[Input data — start]

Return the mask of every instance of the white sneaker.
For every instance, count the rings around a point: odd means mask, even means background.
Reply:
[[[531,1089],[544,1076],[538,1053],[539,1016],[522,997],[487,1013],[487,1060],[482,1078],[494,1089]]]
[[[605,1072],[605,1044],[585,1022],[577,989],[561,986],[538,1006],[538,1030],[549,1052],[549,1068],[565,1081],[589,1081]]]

[Input data — finish]

> _Your assignment_: Could you transcribe the whole listing above without any edits?

> _Task response_:
Return the mask of every instance of the white sneaker.
For every instance, count the rings around a point: odd means mask, even means background.
Reply:
[[[531,1089],[544,1076],[538,1053],[539,1016],[522,997],[487,1013],[487,1060],[482,1078],[494,1089]]]
[[[605,1072],[605,1044],[585,1022],[577,989],[561,986],[538,1006],[538,1030],[549,1052],[549,1068],[565,1081],[589,1081]]]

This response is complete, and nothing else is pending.